[[ PAGE EXTRACT open ]]
The University of Cambridge is to partner in the new Rosalind Franklin Institute, a £100 million multi-disciplinary science and technology research centre announced by Business Secretary Greg Clark.

The institute is named in honour of the pioneering British scientist whose use of X-rays to study biological structures played a crucial role in the discovery of DNA's 'double helix' structure by Francis Crick and James Watson. It will bring together UK strengths in the physical sciences, engineering and life sciences to create a national centre of excellence in technology development and innovation.

The institute is part of the government's Industrial Strategy to maintain the UK's global leadership in science, innovation and research and will have a hub based at the Harwell campus, outside Oxford. It will bring together UK expertise to develop new technologies that will transform our understanding of disease and speed up the development of new treatments.

Business Secretary Greg Clark said: “The UK has always been a pioneer in the world of science, technology and medical research. It's this excellence we want to continue to build on and why we made science and research a central part of our Industrial Strategy - strengthening links between research and industry, ensuring more home-grown innovation continues to benefit millions around the world.

“Named after one of the UK's leading chemists, the new Rosalind Franklin Institute will inspire and house scientists who could be responsible for the next great discovery that will maintain the UK's position at the forefront of global science for years to come.”

Delivered and managed by the Engineering and Physical Sciences Research Council (EPSRC), the Rosalind Franklin Institute will bring together academic and industry researchers from across the UK to develop disruptive new technologies designed to tackle major challenges in health and life sciences, accelerate the discovery of new treatments for chronic diseases affecting millions of people around the world (such as dementia), and deliver new jobs and long-term growth to the local and UK economies.

Chair of the Research Councils and EPSRC Chief Executive, Professor Philip Nelson said: “The UK is currently in a world leading position when it comes to developing new medical treatments and technologies in the life sciences. However, other countries are alive to the potential and are already investing heavily. The Rosalind Franklin Institute will help secure the country as one of the best places in the world to research, discover, and innovate.”

The central hub at Harwell will link to partner sites at the universities of Cambridge, Edinburgh, Manchester and Oxford, Imperial College, King's College London, and University College London. Industry partners will be on board from the outset, and the Institute will grow over time, as more universities and researchers participate.
[[ PAGE EXTRACT closed ]]
### PROBLEM SET
1/ According to the Rosalind Franklin Institute announcement, where will the institute's hub be based?
2/ Please rewrite the passage of the Rosalind Franklin Institute announcement starting with "Chair of the" and going on through "and researchers participate.", replacing "outset" with "beginning".
[[ DATA EXTRACT open ]]
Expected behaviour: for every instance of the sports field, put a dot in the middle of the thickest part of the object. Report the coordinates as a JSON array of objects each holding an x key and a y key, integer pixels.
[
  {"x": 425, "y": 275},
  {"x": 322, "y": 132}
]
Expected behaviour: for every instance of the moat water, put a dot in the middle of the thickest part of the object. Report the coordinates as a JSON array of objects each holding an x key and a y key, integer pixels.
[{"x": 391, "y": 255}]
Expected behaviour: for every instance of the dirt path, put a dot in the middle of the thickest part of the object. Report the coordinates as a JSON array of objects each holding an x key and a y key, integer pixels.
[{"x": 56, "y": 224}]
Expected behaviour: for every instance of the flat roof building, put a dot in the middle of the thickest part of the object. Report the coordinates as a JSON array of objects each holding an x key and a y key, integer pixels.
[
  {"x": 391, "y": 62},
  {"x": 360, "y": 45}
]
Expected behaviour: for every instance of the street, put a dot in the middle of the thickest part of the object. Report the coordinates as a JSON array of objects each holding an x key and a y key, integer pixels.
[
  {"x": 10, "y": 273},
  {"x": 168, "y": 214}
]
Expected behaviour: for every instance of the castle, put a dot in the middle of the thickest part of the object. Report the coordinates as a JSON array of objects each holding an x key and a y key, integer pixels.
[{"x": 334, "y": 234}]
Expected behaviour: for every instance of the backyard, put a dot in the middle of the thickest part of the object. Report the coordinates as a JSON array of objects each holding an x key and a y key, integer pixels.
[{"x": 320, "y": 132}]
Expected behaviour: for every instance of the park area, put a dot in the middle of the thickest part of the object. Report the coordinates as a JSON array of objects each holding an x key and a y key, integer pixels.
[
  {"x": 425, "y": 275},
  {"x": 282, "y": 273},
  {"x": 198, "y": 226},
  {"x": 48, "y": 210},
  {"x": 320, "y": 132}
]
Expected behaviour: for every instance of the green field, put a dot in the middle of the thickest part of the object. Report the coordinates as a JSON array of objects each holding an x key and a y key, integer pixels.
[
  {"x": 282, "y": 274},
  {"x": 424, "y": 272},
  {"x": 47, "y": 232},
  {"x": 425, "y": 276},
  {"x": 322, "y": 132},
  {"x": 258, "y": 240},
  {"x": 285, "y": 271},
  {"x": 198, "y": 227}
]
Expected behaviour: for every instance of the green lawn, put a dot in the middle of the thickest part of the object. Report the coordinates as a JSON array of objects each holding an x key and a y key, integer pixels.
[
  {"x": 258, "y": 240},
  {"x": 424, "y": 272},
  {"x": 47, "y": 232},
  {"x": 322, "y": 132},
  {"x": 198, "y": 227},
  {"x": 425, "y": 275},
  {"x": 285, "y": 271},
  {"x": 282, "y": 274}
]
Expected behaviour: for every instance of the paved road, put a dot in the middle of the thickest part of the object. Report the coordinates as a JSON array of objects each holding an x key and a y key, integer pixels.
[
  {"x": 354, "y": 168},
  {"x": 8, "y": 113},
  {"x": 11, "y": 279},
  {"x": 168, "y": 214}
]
[[ DATA EXTRACT closed ]]
### SOLUTIONS FOR EACH TASK
1/ At the Harwell campus, outside Oxford.

2/
Chair of the Research Councils and EPSRC Chief Executive, Professor Philip Nelson said: “The UK is currently in a world leading position when it comes to developing new medical treatments and technologies in the life sciences. However, other countries are alive to the potential and are already investing heavily. The Rosalind Franklin Institute will help secure the country as one of the best places in the world to research, discover, and innovate.”

The central hub at Harwell will link to partner sites at the universities of Cambridge, Edinburgh, Manchester and Oxford, Imperial College, King's College London, and University College London. Industry partners will be on board from the beginning, and the Institute will grow over time, as more universities and researchers participate.